On Appeal from the 155th District Court Austin County, Texas Trial Court Case No. 2006V-0037
Panel consists of Justices Keyes, Higley, and Massengale.
Laura Carter Higley Justice
A jury determined that William and Linda Reaves could place a fence and gates on their property along the easement held by Sheldon and Elaine Lindsay. In two issues, the Lindsays argue the jury's determination was legally insufficient because an implied easement prohibited the construction of the fence and gates.
The Reaveses own property along F.M. Road 2502 in Austin County. The Lindsays own adjoining property and access F.M. Road 2502 through an easement along the Reaveses' property. Both properties were once owned by Everett Luhn, and the easement was created when he divided and sold the properties. In 2006, the Reaveses sought to fence and gate their property, including the easement, for the purpose of raising cattle.
The Lindsays brought suit, seeking a declaratory judgment to prevent the installation of fences and gates along the easement. The Reaveses counterclaimed, seeking a declaratory judgment establishing their right to install gates and fences. The parties filed cross-motions for summary judgment, disputing whether an express or implied easement prevented the installation of the fence and gates. The trial court ruled in favor of the Lindsays and the Reaveses appealed. On appeal, we held that a fact issue existed for both the express and implied easement theories.

• Data:
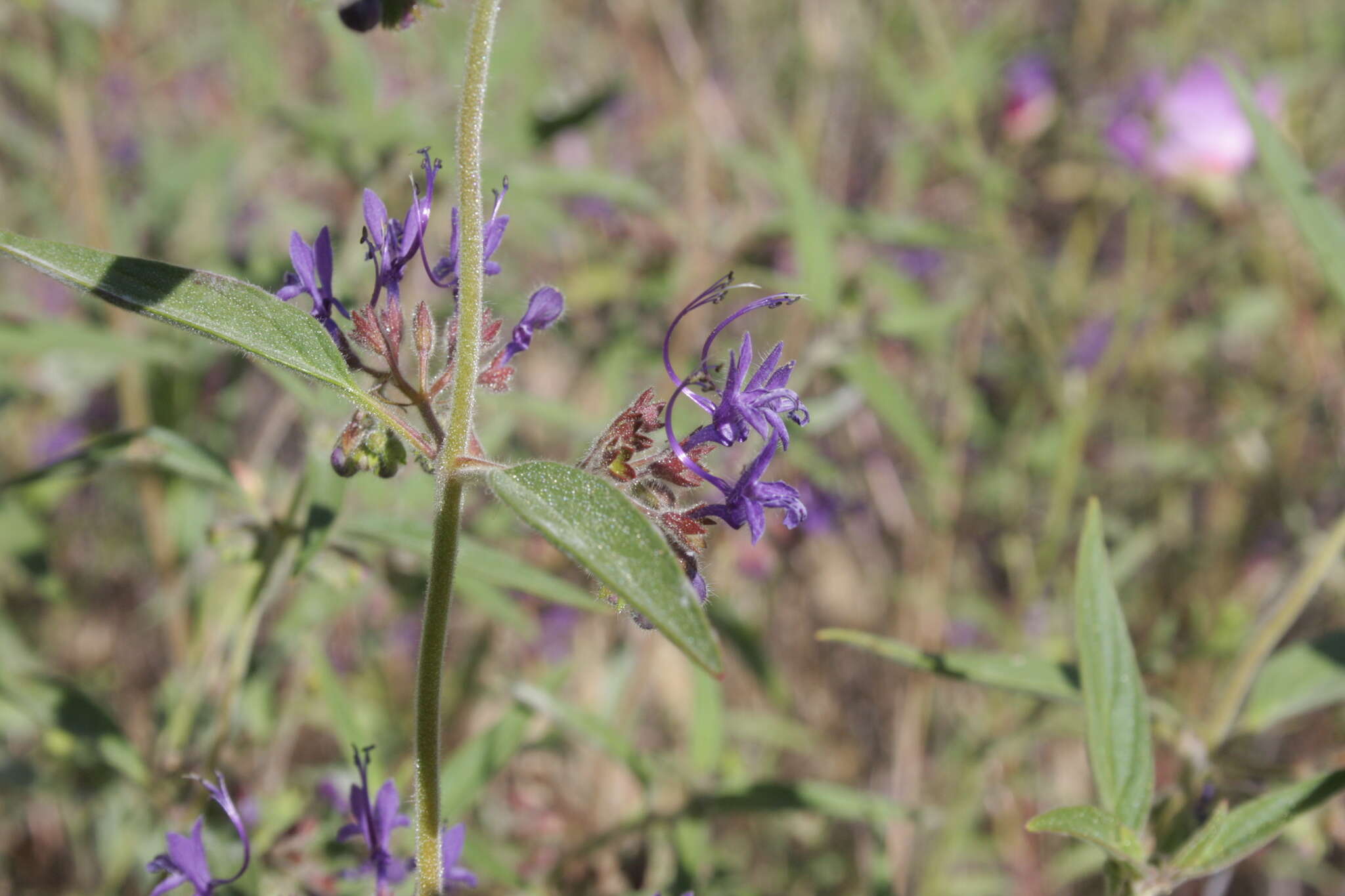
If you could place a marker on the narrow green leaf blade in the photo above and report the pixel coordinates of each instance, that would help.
(1231, 836)
(221, 308)
(1302, 677)
(607, 535)
(152, 448)
(1319, 222)
(1115, 707)
(1094, 825)
(822, 797)
(1025, 675)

• Brief A:
Reproduce word for word everything in the court opinion from "The Lindsays brought" down to "implied easement theories.".
• Brief B:
List every person the court opinion names as a past or present owner of the properties in the dispute.

• Exercise solution A:
The Lindsays brought suit, seeking a declaratory judgment to prevent the installation of fences and gates along the easement. The Reaveses counterclaimed, seeking a declaratory judgment establishing their right to install gates and fences. The parties filed cross-motions for summary judgment, disputing whether an express or implied easement prevented the installation of the fence and gates. The trial court ruled in favor of the Lindsays and the Reaveses appealed. On appeal, we held that a fact issue existed for both the express and implied easement theories.

• Exercise solution B:
William Reaves
Linda Reaves
Sheldon Lindsay
Elaine Lindsay
Everett Luhn